--- START OF SOURCE EXCERPT ---

Re: Defining a SQL fragment? from ashok malhotra on 2010-07-22 (public-rdb2rdf-wg@w3.org from July 2010)

From: ashok malhotra <ashok.malhotra@oracle.com>
Date: Thu, 22 Jul 2010 07:49:16 -0700
To: Harry Halpin <hhalpin@w3.org>
CC: Richard Cyganiak <richard@cyganiak.de>, RDB2RDF WG <public-rdb2rdf-wg@w3.org>
Message-ID: <4C485A6C.8060901@oracle.com>
Highlighting this para as it may be missed

> In fact, for the next meeting I was hoping to get Souri to work through
> his approach in detail for the WG, since I think it's one of the most
> pragmatic approaches. Souri, would you be up for it?

Next week we have a presentation from Eric Miller so I'm not sure we will have
the time.  But we should continue the discussion.

All the best, Ashok


Harry Halpin wrote:
>> On 22 Jul 2010, at 13:57, Harry Halpin wrote:
>>     
>>>>> I think for ETL purposes language
>>>>> could have 4 parts. Each except 3) is optional.

--- END OF SOURCE EXCERPT ---
--- START OF DATASET EXCERPTS ---

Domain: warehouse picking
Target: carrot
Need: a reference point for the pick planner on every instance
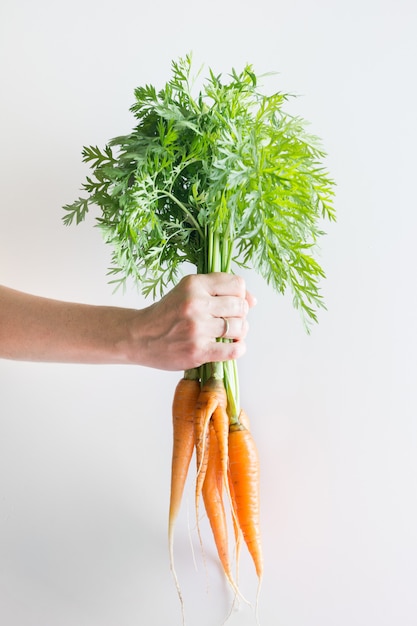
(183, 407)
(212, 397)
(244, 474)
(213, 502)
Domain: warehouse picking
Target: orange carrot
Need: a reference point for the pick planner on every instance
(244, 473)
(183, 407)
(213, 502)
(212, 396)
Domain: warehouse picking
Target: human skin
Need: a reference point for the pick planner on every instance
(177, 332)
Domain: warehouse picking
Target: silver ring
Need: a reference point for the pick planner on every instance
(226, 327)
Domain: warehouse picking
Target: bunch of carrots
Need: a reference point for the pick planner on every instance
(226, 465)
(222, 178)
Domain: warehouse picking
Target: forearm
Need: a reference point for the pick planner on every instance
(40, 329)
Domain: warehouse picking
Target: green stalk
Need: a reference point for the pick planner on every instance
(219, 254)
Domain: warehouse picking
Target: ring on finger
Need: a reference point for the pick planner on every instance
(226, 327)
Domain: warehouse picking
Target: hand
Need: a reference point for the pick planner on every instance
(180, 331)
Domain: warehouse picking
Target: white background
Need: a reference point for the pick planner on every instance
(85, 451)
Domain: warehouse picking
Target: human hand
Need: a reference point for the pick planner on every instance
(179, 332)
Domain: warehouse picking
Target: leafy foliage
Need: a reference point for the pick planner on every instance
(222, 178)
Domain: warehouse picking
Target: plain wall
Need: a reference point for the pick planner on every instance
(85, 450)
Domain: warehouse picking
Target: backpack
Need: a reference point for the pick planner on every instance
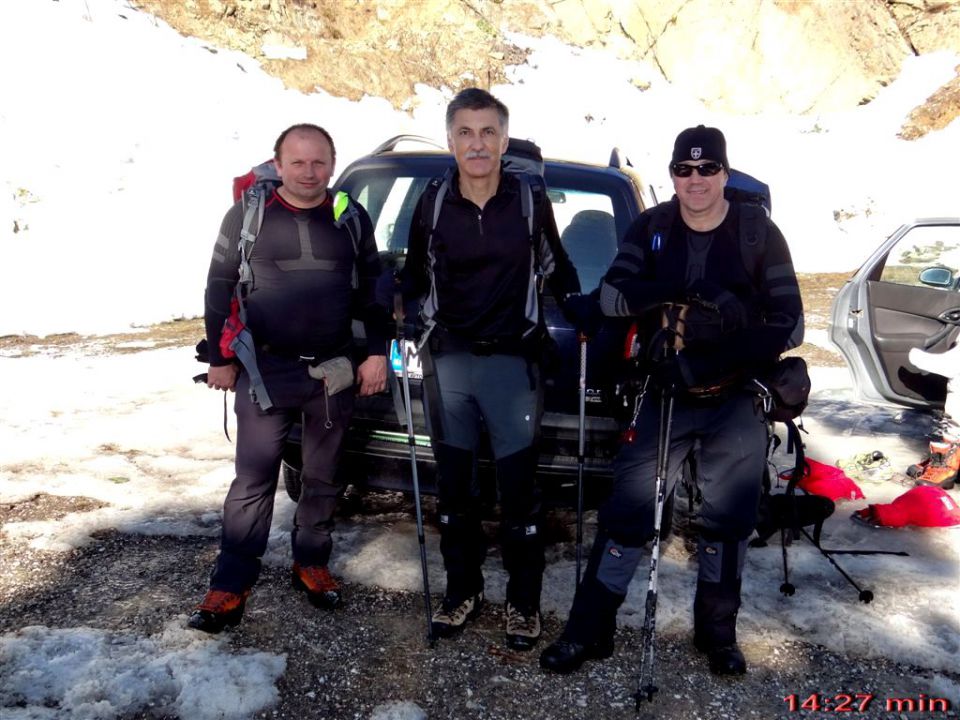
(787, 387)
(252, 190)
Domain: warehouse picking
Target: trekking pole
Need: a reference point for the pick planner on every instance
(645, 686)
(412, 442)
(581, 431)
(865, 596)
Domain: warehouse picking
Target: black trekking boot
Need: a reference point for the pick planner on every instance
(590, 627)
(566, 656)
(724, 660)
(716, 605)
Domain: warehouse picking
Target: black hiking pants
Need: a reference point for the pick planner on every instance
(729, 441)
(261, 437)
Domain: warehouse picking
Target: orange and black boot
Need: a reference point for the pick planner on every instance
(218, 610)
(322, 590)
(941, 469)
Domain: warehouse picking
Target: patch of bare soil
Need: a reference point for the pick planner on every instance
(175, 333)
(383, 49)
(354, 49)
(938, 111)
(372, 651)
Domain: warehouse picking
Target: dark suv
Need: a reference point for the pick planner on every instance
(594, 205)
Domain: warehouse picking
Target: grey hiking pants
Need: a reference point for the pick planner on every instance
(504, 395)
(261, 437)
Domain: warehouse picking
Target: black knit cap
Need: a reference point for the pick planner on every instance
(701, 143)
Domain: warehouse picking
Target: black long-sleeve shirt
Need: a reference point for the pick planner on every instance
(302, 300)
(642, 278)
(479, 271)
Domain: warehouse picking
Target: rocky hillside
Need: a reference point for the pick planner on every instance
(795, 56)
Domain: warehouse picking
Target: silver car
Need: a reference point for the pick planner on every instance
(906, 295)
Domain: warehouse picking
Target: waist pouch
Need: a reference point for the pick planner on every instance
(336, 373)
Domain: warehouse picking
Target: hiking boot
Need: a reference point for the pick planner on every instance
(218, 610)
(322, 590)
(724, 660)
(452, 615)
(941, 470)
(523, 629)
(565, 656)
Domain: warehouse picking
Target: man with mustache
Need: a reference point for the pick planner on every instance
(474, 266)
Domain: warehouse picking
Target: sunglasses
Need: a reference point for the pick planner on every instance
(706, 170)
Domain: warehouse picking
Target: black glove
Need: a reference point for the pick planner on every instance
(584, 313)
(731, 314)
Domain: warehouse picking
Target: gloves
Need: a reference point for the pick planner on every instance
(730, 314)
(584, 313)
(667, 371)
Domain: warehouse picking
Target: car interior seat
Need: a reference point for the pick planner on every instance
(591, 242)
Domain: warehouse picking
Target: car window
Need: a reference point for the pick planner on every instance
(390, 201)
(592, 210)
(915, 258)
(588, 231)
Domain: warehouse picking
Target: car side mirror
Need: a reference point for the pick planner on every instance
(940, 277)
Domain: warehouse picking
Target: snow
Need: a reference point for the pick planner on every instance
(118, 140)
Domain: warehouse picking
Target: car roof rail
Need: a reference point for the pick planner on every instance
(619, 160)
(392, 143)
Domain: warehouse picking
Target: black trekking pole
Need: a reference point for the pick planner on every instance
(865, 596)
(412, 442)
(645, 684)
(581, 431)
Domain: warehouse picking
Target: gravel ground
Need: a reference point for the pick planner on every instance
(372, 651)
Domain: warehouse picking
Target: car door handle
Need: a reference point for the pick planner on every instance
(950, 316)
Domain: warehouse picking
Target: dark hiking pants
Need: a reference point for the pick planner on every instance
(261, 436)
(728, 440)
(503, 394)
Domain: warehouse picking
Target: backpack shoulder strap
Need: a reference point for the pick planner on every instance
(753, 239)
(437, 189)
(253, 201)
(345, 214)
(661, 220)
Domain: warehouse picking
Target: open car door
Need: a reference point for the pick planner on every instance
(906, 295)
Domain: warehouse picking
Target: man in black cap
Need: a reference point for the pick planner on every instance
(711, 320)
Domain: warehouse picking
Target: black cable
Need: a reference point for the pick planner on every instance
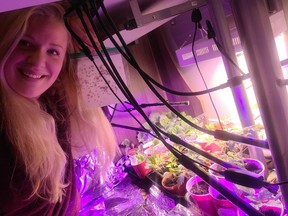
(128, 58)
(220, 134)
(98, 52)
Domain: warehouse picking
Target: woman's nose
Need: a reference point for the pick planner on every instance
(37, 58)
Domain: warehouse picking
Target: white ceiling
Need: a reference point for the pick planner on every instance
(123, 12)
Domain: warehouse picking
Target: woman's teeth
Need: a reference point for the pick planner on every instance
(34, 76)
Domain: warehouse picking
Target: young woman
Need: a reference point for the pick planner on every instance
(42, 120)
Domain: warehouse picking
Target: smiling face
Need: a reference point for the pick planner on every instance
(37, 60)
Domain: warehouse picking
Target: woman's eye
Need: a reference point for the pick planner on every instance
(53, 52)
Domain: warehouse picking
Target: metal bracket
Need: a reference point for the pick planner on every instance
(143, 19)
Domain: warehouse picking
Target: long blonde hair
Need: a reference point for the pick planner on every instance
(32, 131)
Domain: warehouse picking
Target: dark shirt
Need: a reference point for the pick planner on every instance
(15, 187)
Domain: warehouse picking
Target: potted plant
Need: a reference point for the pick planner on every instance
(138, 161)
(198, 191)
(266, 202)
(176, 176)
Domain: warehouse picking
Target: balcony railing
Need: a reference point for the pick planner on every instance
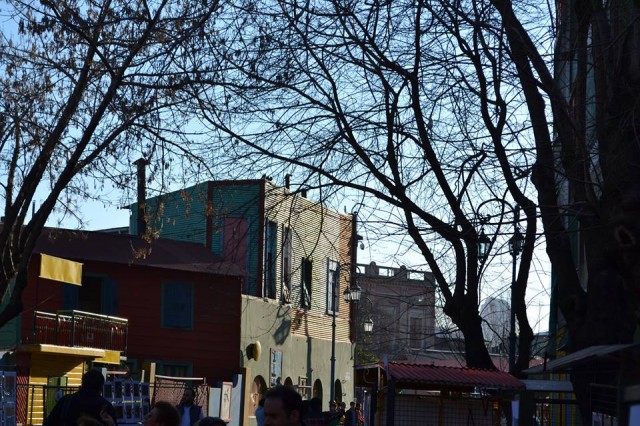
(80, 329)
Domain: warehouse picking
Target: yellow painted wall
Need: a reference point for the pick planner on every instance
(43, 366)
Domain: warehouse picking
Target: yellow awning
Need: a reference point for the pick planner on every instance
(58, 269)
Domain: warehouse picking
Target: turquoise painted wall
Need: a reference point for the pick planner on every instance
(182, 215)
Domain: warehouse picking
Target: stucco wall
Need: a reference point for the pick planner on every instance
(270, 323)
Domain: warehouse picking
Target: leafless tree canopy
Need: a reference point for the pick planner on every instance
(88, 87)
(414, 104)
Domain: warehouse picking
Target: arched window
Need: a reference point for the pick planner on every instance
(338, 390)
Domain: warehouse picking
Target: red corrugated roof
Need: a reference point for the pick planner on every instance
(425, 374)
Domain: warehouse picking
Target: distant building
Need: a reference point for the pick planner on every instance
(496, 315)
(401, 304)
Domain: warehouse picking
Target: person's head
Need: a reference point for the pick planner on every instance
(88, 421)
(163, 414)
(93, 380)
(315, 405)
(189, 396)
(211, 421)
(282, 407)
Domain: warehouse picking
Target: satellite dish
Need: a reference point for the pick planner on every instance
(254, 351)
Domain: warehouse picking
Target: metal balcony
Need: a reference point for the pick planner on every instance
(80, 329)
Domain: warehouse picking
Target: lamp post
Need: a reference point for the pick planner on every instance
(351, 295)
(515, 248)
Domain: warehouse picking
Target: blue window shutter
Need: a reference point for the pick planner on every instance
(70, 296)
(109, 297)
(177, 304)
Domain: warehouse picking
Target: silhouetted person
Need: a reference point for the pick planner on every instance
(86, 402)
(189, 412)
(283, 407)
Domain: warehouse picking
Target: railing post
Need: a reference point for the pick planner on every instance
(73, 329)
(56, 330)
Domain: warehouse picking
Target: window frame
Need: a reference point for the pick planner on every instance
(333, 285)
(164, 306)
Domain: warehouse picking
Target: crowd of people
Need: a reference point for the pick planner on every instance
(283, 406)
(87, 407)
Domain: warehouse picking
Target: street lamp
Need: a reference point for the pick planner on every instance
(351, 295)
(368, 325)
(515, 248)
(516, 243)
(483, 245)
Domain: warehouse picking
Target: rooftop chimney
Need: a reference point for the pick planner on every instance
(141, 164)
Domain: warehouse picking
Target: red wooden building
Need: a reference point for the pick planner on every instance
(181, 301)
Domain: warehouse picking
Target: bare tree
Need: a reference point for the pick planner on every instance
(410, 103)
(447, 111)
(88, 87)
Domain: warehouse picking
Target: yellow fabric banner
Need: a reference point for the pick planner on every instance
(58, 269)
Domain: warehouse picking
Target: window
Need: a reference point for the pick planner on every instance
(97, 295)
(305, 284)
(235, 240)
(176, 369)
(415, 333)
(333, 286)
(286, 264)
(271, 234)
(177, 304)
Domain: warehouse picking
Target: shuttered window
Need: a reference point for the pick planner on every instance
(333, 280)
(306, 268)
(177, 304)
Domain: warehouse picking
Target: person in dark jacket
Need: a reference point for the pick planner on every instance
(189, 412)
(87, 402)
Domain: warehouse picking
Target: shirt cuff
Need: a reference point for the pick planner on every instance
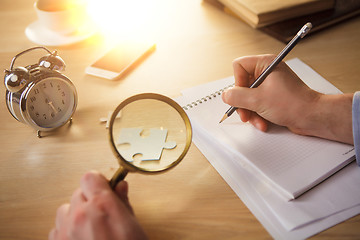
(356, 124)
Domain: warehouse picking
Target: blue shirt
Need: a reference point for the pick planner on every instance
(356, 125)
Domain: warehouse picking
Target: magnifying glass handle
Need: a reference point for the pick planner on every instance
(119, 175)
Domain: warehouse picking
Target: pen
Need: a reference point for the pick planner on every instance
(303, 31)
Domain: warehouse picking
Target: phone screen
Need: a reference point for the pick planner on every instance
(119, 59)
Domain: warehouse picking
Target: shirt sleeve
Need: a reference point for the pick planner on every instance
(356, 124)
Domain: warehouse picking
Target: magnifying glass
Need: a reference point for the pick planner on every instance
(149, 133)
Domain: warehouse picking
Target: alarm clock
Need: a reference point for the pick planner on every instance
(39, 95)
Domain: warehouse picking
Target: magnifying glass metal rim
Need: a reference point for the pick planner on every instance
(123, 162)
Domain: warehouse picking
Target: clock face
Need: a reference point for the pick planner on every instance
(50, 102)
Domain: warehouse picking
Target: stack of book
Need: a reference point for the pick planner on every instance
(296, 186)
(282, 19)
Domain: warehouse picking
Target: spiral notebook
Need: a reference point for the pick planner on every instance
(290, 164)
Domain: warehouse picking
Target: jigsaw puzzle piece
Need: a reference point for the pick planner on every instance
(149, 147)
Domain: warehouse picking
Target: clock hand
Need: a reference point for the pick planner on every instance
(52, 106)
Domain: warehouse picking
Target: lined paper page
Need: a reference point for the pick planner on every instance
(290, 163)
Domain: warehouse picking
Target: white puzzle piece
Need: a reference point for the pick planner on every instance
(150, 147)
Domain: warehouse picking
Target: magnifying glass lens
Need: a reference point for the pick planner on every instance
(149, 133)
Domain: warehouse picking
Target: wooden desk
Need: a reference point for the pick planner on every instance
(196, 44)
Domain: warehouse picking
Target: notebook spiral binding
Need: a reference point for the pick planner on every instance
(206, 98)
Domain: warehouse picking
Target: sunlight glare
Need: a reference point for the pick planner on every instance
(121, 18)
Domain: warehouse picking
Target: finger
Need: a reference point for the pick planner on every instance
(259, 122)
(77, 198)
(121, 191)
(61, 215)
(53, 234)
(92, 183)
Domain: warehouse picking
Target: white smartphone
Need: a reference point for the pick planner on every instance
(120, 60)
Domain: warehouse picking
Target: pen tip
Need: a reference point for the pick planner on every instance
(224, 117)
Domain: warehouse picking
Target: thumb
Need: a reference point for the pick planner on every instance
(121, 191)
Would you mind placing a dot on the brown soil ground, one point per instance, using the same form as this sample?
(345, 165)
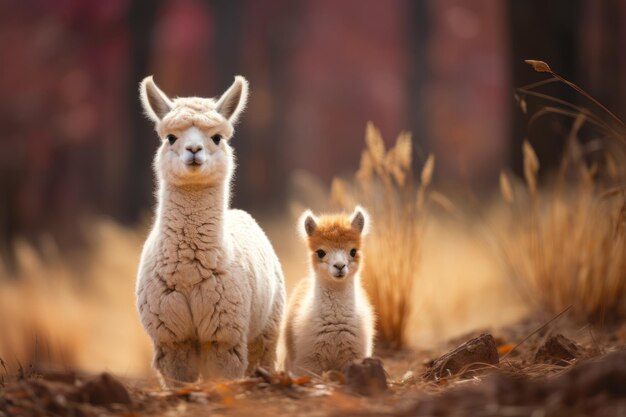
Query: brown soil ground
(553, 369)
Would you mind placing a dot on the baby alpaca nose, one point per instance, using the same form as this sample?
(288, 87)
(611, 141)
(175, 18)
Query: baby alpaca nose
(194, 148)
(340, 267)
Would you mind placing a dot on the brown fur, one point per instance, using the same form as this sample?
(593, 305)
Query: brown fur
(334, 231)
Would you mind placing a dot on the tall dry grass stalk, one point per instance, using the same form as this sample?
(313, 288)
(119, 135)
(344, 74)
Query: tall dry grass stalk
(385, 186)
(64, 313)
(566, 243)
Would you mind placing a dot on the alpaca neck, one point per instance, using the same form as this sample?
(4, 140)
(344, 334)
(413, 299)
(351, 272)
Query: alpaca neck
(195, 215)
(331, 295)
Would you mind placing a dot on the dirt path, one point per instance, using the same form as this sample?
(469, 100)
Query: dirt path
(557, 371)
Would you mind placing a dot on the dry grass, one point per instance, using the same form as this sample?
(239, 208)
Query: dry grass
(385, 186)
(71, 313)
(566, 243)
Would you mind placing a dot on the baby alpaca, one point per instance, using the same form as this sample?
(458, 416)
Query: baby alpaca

--- END OF DATASET EXCERPTS ---

== EXERCISE SET ==
1: Transcribe the mailing list message between "From: ashok malhotra" and "continue the discussion.", inclusive.
2: Write the next part of the mailing list message, picking up after its final line.
The data has no connection to the mailing list message.

== ANSWERS TO THE EXERCISES ==
1:
From: ashok malhotra <ashok.malhotra@oracle.com>
Date: Thu, 22 Jul 2010 07:49:16 -0700
To: Harry Halpin <hhalpin@w3.org>
CC: Richard Cyganiak <richard@cyganiak.de>, RDB2RDF WG <public-rdb2rdf-wg@w3.org>
Message-ID: <4C485A6C.8060901@oracle.com>
Highlighting this para as it may be missed

> In fact, for the next meeting I was hoping to get Souri to work through
> his approach in detail for the WG, since I think it's one of the most
> pragmatic approaches. Souri, would you be up for it?

Next week we have a presentation from Eric Miller so I'm not sure we will have
the time.  But we should continue the discussion.

2:
>>>>>
>>>>> 1) Full vendor specific SQL to create a view
>>>>>
>>>>> 2) A portable subset of SQL to create a view
>>>>>
>>>>> 3) Mapping of that view to a default graph
>>>>>
>>>>> 4) Possibly running RDF-to-RDF transforms here (RIF).
>>>>>           
>>>> Where in these 4 do I say that USER.NAME should be mapped to
>>>> foaf:name
>>>> rather than mydb:USER.NAME?
>>>>         
>>> It seems there are some differences here in the group, but I think 3)
>>> would be the right place, i.e. the mapping from SQL to the graph,
>>> which
>>> seems often to come after creating some kind of view in SQL  - as done
>>> with full SQL power (1) or Datalog in (2). EricP seems to want to
>>> use RIF
>>> to modify that (4).
>>>
>>> That's why I'm tempted to say, let's work on just 3) and assume
>>> they'll be
>>> a place for 1) and then optionally leave 3) and 4) behind for now.
>>>
>>> What do you think?
>>>       
>> Doesn't make sense to me.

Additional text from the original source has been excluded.